*What to work on:* Copy every line of the data below verbatim, keeping each character, space, and bracket unchanged.

Region outline entries
------------------------------------------------------------
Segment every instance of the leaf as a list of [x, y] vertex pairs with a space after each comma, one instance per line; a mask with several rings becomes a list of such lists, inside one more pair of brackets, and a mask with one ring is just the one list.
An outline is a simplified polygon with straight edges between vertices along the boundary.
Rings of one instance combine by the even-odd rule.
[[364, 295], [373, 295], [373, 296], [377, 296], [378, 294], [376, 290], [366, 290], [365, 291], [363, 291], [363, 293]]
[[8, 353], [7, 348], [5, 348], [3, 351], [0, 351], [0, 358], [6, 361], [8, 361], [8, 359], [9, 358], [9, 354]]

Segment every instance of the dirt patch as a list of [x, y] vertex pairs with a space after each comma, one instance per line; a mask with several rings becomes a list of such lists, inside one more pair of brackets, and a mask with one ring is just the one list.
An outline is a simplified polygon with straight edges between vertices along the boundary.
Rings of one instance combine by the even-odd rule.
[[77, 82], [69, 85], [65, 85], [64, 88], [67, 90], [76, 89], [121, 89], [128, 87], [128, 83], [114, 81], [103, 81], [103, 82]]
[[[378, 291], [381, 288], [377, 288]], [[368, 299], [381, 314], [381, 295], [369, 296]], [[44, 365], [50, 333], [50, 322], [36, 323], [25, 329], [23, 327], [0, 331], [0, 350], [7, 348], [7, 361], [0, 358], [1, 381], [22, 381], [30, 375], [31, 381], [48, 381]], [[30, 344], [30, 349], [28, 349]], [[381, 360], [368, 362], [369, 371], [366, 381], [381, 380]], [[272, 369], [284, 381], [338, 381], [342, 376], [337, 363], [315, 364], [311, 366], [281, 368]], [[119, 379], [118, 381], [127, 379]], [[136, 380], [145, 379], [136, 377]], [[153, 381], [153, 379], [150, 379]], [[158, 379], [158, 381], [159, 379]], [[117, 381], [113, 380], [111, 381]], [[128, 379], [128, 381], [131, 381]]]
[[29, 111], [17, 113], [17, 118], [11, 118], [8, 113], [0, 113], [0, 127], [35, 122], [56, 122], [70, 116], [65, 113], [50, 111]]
------------------------------------------------------------
*Written response:*
Segment every instance of the leaf as a list of [x, y] vertex pairs with a space after each comma, one instance per line; a mask with several rings becomes a list of such lists, inside one more pair of brackets, and a mask with one ring is just the one list.
An outline is a simplified polygon with straight edges between vertices along the boundary.
Rings of one instance combine by the even-odd rule.
[[364, 295], [373, 295], [373, 296], [377, 296], [378, 294], [376, 290], [366, 290], [365, 291], [363, 291], [363, 293]]
[[8, 353], [7, 348], [5, 348], [3, 351], [0, 351], [0, 358], [6, 361], [8, 361], [8, 359], [9, 358], [9, 354]]

Segment every instance of the dirt patch as a list of [x, y] vertex pairs with a space after each comma, one instance per line; a mask with several rings becomes a list of such lists, inside one more pair of brackets, and a mask with one ring is just the one list.
An outline is a simplified polygon with straight edges between vertices along the boundary.
Rings of one instance combine by the even-odd rule.
[[77, 82], [69, 85], [65, 85], [64, 88], [67, 90], [76, 89], [121, 89], [128, 87], [128, 83], [114, 81], [103, 81], [103, 82]]
[[[378, 291], [381, 288], [377, 288]], [[368, 299], [381, 314], [381, 295], [369, 296]], [[44, 365], [50, 333], [50, 322], [36, 323], [25, 329], [23, 327], [0, 331], [0, 350], [7, 348], [7, 361], [0, 358], [1, 381], [22, 381], [30, 375], [31, 381], [48, 381]], [[30, 344], [30, 349], [28, 349]], [[381, 360], [368, 362], [369, 371], [366, 381], [381, 380]], [[272, 369], [284, 381], [338, 381], [342, 376], [337, 363], [315, 364], [311, 366], [281, 368]], [[119, 379], [118, 381], [127, 379]], [[136, 380], [145, 379], [136, 377]], [[153, 381], [153, 379], [150, 379]], [[158, 379], [158, 381], [159, 379]], [[117, 381], [113, 380], [111, 381]], [[128, 379], [128, 381], [131, 381]]]
[[29, 111], [17, 113], [17, 118], [11, 118], [8, 113], [0, 113], [0, 127], [35, 122], [56, 122], [70, 116], [65, 113], [50, 111]]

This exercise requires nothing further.